- [Aufgabe 1]:
Ersetze in den Zeilen des Übungsmaterials von der ersten Zeile bis einschließlich der Zeile mit "point(304, 141)" den Ausdruck "red nape patch" durch "red crown patch". Gib nur diese Zeilen wieder und lass alles andere unverändert.
- [Aufgabe 2]:
Führe das Interview mit Rukwied zur Landwirtschaft nach seinem letzten Satz fort.

- [Zitierter Text]:
════════════════════

Erntepressekonferenz der Landwirtschaftskammer Schleswig-Holstein
Landwirte sind anpassungsfähig, sagt Verbandspräsident Rukwied. Die Erntebilanz in diesem Jahr fiel dennoch durchwachsen aus. © DPA Images | Axel Heimken

Kommt auch Künstliche Intelligenz zum Einsatz?

Rukwied: Künstliche Intelligenz wird in Teilen schon eingesetzt und uns in Zukunft ermöglichen, noch nachhaltiger, umweltschonender und tiergerechter zu wirtschaften. Hier sind wir noch lange nicht am Ende der Entwicklung. Wichtig ist dabei, dass die Datensicherheit gewährleistet ist und die Datenhoheit in den Betrieben liegt. Entscheidend ist aber auch die digitale Erschließung der ländlichen Räume. Die beste Technik hilft nichts, wenn ich sie durch schlechte Netze nicht nutzen kann.

Die Bundesregierung hat das Ziel, die ökologisch bewirtschafteten Flächen bis 2030 auf 30 Prozent zu erhöhen. Ist das zu erreichen?

Rukwied: Im Moment bräuchten wir eine deutlich stärkere Umstellung auf Bio, um das Ziel zu erreichen. Ich gebe aber auch zu bedenken: Eine weiter steigende Weltbevölkerung lässt sich nur dann ernähren, wenn wir einen hohen Anteil in der konventionell integrierten landwirtschaftlichen Produktion haben. Denn die Erträge im Ökolandbau liegen deutlich darunter. Man kann sich zwar in Deutschland Ziele setzen. Doch global ist das keine Lösung, weil die Ernährungssicherheit nicht mehr gewährleistet wäre und die Gefahr steigt, dass es globale Krisen bis hin zu kriegerischen Auseinandersetzungen um Nahrungsmittel geben könnte.

════════════════════

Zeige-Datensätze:

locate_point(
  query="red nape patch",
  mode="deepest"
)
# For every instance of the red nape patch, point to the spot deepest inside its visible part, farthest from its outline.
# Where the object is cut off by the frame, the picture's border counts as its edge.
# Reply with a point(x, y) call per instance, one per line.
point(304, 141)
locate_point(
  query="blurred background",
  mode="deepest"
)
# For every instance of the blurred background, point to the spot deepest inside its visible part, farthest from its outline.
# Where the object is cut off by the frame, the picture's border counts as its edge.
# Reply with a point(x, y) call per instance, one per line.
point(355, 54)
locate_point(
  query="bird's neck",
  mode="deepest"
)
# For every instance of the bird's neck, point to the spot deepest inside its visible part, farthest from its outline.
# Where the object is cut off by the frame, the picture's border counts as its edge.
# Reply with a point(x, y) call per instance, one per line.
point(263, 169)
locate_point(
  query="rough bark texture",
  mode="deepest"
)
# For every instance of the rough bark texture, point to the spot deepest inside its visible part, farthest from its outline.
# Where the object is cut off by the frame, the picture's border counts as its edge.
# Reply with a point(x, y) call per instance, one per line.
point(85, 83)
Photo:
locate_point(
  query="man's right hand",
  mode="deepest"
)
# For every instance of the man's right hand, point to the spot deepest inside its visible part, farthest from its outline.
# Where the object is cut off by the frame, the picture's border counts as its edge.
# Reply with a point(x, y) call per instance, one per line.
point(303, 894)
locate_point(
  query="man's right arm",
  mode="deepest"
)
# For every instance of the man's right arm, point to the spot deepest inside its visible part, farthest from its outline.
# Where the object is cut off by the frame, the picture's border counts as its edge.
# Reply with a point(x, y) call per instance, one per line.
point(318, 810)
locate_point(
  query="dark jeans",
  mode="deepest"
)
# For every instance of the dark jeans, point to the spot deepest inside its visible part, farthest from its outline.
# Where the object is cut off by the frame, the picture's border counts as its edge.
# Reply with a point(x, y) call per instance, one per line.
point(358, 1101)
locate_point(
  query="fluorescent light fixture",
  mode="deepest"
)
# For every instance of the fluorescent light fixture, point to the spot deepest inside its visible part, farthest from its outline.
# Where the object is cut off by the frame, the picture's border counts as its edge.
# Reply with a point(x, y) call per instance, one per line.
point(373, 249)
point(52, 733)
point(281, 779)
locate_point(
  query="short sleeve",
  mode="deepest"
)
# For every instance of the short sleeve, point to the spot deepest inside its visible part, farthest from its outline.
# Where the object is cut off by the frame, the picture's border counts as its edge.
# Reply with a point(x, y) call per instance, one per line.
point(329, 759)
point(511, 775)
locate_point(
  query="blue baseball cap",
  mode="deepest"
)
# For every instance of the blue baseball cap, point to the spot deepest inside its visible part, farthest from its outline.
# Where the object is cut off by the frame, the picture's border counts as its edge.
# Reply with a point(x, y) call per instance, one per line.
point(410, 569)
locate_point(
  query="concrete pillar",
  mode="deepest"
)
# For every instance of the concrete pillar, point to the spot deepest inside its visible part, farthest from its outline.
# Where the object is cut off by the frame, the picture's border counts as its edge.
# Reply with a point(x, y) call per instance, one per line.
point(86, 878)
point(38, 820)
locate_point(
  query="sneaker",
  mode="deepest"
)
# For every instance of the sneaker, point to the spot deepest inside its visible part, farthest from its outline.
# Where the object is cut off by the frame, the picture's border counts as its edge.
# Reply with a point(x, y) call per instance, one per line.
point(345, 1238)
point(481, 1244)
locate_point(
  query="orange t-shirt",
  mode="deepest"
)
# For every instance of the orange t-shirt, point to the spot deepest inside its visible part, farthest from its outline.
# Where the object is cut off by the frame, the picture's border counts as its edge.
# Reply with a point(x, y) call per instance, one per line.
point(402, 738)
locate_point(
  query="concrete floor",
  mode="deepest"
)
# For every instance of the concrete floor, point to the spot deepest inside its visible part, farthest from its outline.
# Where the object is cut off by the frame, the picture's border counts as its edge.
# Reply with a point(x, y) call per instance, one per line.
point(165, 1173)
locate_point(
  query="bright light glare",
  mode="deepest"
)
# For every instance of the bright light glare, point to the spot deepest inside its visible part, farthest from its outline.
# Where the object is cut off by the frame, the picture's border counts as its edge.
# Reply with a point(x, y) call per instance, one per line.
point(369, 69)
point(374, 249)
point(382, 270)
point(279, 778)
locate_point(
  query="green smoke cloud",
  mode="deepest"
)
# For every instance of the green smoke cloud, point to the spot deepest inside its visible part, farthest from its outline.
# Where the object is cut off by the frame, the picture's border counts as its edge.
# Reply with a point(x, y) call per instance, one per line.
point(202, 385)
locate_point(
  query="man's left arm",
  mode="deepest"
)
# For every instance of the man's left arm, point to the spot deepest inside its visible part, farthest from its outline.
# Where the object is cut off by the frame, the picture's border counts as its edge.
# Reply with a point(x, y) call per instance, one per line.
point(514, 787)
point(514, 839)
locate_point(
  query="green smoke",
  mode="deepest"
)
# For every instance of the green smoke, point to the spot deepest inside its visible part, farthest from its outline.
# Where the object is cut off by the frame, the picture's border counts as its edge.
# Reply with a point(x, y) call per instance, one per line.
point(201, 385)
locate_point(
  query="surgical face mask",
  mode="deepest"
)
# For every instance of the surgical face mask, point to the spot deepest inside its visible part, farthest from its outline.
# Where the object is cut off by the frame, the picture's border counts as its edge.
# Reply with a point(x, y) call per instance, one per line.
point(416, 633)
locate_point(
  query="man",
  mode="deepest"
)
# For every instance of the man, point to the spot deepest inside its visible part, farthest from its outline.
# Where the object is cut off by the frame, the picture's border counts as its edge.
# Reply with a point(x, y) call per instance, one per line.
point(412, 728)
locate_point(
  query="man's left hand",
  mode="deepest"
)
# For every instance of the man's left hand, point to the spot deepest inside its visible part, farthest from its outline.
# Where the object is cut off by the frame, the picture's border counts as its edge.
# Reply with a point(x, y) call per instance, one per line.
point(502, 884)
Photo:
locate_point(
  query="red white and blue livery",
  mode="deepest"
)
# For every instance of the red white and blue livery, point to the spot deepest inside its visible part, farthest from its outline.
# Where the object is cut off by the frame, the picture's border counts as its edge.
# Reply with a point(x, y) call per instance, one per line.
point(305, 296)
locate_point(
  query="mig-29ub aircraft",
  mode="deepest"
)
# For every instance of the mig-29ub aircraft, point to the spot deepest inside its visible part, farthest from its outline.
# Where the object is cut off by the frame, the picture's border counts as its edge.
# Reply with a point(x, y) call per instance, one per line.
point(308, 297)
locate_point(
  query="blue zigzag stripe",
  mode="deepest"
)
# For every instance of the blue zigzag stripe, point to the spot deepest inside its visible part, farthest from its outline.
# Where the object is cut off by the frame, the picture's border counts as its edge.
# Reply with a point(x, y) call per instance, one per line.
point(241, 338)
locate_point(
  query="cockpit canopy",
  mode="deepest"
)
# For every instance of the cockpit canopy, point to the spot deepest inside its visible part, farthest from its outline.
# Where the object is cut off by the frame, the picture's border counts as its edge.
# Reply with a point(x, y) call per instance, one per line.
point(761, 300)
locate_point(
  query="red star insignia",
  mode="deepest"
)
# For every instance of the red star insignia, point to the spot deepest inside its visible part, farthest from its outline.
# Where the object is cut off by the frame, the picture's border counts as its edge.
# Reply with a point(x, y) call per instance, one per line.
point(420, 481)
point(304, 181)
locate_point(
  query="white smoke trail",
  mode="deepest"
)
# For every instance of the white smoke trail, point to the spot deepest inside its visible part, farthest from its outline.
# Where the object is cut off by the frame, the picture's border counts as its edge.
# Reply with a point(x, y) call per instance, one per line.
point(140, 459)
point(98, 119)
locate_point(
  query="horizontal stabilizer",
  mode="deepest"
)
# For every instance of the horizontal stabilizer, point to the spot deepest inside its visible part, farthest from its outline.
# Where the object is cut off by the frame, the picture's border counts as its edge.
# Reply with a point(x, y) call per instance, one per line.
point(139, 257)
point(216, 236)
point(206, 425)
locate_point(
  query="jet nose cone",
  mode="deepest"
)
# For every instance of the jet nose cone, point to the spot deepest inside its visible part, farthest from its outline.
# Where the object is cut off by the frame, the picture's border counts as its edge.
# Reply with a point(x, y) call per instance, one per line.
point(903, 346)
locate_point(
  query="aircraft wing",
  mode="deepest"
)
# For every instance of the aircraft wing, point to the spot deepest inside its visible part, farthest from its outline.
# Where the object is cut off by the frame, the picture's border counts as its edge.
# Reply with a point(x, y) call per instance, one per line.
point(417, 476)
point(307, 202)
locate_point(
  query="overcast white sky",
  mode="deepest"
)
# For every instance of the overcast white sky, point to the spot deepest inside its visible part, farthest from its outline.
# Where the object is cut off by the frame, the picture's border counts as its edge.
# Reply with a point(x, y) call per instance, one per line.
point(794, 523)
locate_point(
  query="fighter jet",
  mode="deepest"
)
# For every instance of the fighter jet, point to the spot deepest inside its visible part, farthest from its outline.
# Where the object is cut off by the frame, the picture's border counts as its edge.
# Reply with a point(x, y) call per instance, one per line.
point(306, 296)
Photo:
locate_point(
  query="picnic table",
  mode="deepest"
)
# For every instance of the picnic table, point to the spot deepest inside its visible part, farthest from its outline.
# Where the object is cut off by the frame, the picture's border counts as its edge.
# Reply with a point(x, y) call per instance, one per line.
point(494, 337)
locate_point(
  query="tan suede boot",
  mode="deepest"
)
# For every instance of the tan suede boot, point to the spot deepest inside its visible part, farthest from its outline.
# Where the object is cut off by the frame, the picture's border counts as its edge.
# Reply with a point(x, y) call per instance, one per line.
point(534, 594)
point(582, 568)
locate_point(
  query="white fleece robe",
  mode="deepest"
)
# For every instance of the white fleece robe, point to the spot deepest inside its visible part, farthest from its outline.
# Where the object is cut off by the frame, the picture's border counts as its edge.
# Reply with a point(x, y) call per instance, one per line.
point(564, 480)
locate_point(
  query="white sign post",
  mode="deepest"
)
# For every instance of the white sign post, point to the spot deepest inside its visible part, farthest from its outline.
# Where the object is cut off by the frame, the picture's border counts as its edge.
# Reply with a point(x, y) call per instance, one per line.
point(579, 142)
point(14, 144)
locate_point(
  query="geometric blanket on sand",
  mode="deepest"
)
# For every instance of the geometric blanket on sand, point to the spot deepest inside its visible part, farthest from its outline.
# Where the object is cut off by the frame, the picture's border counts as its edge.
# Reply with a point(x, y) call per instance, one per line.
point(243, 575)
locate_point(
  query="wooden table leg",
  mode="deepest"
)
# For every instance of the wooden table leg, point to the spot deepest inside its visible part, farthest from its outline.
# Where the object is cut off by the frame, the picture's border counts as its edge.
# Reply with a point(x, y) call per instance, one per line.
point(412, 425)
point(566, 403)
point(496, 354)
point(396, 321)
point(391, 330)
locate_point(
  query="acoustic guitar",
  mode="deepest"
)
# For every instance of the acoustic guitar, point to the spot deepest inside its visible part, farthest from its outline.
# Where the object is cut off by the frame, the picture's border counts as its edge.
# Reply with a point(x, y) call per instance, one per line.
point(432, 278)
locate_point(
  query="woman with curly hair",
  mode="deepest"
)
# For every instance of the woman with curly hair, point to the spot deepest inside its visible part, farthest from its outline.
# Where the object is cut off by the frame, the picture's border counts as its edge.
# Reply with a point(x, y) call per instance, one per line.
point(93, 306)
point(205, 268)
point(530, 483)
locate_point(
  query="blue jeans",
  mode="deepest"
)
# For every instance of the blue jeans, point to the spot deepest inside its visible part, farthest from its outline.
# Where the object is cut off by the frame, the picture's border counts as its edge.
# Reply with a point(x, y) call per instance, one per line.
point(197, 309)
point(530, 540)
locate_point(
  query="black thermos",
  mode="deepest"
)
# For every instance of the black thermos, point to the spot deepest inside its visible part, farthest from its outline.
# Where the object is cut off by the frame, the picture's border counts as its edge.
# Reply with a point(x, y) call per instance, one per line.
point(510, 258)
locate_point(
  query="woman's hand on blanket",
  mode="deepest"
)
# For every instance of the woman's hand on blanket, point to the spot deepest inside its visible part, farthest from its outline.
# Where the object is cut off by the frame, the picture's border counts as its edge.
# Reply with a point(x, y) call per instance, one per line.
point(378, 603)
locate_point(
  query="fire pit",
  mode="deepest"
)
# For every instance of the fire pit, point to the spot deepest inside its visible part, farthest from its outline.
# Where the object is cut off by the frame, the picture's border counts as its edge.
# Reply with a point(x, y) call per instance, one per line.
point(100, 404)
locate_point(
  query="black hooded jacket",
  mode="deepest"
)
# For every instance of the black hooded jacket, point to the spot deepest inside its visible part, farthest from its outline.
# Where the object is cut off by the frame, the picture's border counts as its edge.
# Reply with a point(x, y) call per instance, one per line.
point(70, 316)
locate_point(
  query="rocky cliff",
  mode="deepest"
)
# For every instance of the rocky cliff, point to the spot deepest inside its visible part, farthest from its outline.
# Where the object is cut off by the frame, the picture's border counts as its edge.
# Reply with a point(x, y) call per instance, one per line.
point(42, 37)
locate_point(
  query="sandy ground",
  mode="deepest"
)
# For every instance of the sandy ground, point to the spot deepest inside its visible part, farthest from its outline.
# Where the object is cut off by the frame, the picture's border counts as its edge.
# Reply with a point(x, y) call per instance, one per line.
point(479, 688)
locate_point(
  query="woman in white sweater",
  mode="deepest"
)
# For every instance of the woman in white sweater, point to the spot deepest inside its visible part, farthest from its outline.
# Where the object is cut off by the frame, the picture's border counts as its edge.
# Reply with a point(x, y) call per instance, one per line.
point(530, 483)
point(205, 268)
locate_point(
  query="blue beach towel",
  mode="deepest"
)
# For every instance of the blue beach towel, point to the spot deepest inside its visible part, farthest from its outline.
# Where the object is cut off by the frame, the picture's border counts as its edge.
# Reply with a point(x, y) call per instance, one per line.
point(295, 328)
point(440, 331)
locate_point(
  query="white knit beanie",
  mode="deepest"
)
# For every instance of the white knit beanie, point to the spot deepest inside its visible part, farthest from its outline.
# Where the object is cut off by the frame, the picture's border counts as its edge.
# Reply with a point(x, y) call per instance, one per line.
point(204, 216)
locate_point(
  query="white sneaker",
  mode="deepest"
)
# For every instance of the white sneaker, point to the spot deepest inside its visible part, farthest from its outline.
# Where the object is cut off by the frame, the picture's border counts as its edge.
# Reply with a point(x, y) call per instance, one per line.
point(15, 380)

════════════════════

- [Erwartete Lösung 1]:
locate_point(
  query="red crown patch",
  mode="deepest"
)
# For every instance of the red crown patch, point to the spot deepest inside its visible part, farthest from its outline.
# Where the object is cut off by the frame, the picture's border counts as its edge.
# Reply with a point(x, y) call per instance, one per line.
point(304, 141)

- [Erwartete Lösung 2]:
Herr Rukwied, Sie sind auch Winzer. Wie wird der Wein-Jahrgang 2024?

Rukwied: Es gibt einen kleinen, aber feinen Jahrgang 2024. Wir hatten in einigen Regionen große Ausfälle durch Frost. Aber das Lesegut ist gesund und die Qualität gut. Ich freue mich sowohl auf den roten wie weißen 2024er-Jahrgang.

Wird der deutsche Wein wegen der geringen Menge auch teurer?

Rukwied: Wir Winzer brauchen längst höhere Preise für unsere Weine. Der Mindestlohn drückt die Betriebe an die Wand. Unser Wein ist schlichtweg mehr wert als er derzeit kostet.